WHAT THE EXERCISE ASKS: Convert each line of the items below into a JSON list of strings, one string per line, omitting any blank lines.

DATA LINES:
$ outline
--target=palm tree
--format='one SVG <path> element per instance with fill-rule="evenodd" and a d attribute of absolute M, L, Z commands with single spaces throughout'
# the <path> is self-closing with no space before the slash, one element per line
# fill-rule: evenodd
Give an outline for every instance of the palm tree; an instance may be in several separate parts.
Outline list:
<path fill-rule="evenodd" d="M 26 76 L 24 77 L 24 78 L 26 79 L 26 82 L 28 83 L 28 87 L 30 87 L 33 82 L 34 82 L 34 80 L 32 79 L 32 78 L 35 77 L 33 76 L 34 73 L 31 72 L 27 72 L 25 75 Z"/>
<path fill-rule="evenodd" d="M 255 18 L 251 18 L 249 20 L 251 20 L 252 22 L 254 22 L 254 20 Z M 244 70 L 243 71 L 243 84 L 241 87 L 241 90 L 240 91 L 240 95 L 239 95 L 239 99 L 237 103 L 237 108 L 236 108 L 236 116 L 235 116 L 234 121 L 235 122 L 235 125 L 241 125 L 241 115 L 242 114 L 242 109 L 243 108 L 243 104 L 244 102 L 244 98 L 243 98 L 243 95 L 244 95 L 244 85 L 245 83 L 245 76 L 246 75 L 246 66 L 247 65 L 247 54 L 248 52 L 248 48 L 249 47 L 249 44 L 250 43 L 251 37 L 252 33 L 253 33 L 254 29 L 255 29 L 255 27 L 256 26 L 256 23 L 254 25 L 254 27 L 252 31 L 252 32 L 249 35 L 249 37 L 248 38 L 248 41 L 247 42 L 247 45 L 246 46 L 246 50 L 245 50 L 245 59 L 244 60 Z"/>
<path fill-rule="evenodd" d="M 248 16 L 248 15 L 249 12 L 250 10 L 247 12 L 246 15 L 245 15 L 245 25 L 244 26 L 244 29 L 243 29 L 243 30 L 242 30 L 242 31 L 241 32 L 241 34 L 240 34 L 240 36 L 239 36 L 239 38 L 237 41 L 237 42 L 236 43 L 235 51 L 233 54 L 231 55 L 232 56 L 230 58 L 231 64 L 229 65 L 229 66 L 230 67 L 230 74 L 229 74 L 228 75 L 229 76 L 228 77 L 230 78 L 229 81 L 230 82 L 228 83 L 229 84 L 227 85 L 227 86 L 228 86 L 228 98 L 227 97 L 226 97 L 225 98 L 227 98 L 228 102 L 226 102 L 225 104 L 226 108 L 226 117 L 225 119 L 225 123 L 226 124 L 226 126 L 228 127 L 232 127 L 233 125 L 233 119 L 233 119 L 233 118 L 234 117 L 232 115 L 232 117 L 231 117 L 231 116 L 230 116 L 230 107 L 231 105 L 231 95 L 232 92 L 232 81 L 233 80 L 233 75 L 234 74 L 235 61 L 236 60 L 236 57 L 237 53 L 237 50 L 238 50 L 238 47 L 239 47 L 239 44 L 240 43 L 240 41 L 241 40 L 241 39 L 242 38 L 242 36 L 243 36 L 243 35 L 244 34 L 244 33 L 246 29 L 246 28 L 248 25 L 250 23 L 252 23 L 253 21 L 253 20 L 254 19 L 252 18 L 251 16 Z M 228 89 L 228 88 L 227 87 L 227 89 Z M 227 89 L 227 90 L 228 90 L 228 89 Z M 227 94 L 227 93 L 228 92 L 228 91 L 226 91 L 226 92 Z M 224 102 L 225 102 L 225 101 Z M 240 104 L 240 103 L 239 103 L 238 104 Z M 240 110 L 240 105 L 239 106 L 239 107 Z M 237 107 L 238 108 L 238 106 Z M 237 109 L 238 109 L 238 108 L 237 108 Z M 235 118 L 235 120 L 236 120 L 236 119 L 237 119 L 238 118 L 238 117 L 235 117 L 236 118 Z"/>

RESPONSE:
[
  "$ outline",
  "--target=palm tree",
  "--format='one SVG <path> element per instance with fill-rule=\"evenodd\" and a d attribute of absolute M, L, Z commands with single spaces throughout'",
  "# the <path> is self-closing with no space before the slash, one element per line",
  "# fill-rule: evenodd",
  "Give an outline for every instance of the palm tree; an instance may be in several separate parts.",
  "Outline list:",
  "<path fill-rule=\"evenodd\" d=\"M 26 76 L 24 77 L 24 78 L 26 79 L 26 82 L 28 83 L 28 87 L 30 87 L 33 82 L 34 82 L 34 80 L 32 79 L 32 78 L 35 77 L 33 76 L 34 73 L 31 72 L 27 72 L 25 75 Z\"/>",
  "<path fill-rule=\"evenodd\" d=\"M 255 18 L 251 18 L 249 20 L 251 20 L 252 22 L 254 22 L 254 20 Z M 244 70 L 243 71 L 243 84 L 241 87 L 241 90 L 240 91 L 240 95 L 239 95 L 239 99 L 237 103 L 237 108 L 236 108 L 236 116 L 235 116 L 234 121 L 235 122 L 235 125 L 241 125 L 241 115 L 242 114 L 242 109 L 243 108 L 243 104 L 244 102 L 244 98 L 243 98 L 243 95 L 244 95 L 244 85 L 245 83 L 245 76 L 246 75 L 246 66 L 247 65 L 247 54 L 248 52 L 248 48 L 249 47 L 249 44 L 250 43 L 251 37 L 252 33 L 253 33 L 254 29 L 255 29 L 255 27 L 256 26 L 256 23 L 254 25 L 254 27 L 252 31 L 252 32 L 249 35 L 249 37 L 248 38 L 248 41 L 247 42 L 247 45 L 246 46 L 246 50 L 245 50 L 245 59 L 244 60 Z\"/>",
  "<path fill-rule=\"evenodd\" d=\"M 248 16 L 248 15 L 249 12 L 250 10 L 247 12 L 246 15 L 245 15 L 245 25 L 244 26 L 244 29 L 243 29 L 243 30 L 242 30 L 242 31 L 241 32 L 241 34 L 240 34 L 240 36 L 239 36 L 239 38 L 237 41 L 237 42 L 236 43 L 235 51 L 233 54 L 231 55 L 232 56 L 230 58 L 231 64 L 229 65 L 229 66 L 230 67 L 230 74 L 229 74 L 228 75 L 229 76 L 228 77 L 230 78 L 229 81 L 230 82 L 228 83 L 229 84 L 227 85 L 227 86 L 228 86 L 228 98 L 227 97 L 226 97 L 225 98 L 227 98 L 228 102 L 226 102 L 225 104 L 226 108 L 226 117 L 225 119 L 225 123 L 226 124 L 226 126 L 228 127 L 232 127 L 233 125 L 233 119 L 233 119 L 233 118 L 234 117 L 232 115 L 232 117 L 231 117 L 231 116 L 230 116 L 230 107 L 231 105 L 231 95 L 232 92 L 232 81 L 233 80 L 233 75 L 234 74 L 235 61 L 236 60 L 236 57 L 237 53 L 237 50 L 238 50 L 238 47 L 239 47 L 239 44 L 240 43 L 240 41 L 241 40 L 241 39 L 242 38 L 242 36 L 243 36 L 243 35 L 244 34 L 244 33 L 246 29 L 246 28 L 248 25 L 250 23 L 252 23 L 253 21 L 253 20 L 254 19 L 252 18 L 251 16 Z M 228 89 L 228 88 L 227 87 L 227 89 Z M 227 89 L 227 90 L 228 90 L 228 89 Z M 227 94 L 227 93 L 228 92 L 228 91 L 226 91 L 226 92 Z M 224 102 L 225 102 L 225 101 Z M 240 104 L 240 103 L 239 103 L 238 104 Z M 240 110 L 240 105 L 239 106 L 239 107 Z M 237 107 L 238 108 L 238 106 Z M 237 109 L 238 109 L 238 108 L 237 108 Z M 235 118 L 235 120 L 236 120 L 236 119 L 237 119 L 238 118 L 238 117 L 235 117 L 236 118 Z\"/>"
]